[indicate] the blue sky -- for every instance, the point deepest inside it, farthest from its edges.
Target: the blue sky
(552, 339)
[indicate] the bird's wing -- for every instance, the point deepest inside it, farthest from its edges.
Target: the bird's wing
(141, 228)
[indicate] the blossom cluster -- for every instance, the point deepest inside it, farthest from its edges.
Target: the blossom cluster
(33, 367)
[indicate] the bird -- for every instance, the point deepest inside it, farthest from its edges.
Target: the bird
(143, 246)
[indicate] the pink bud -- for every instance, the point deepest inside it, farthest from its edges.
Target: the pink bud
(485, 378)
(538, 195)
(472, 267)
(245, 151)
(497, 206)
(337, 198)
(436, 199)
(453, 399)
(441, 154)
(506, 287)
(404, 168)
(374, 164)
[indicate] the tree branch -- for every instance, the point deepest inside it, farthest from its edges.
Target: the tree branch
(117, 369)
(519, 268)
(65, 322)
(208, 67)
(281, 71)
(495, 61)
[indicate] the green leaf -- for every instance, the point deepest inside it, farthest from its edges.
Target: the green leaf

▸ **Work instruction**
Copy each line of the listing that carries the word "leaf".

▸ **Task response**
[indicate] the green leaf -- for every instance, the point deepest inside it, farthest from its edges.
Target: the green leaf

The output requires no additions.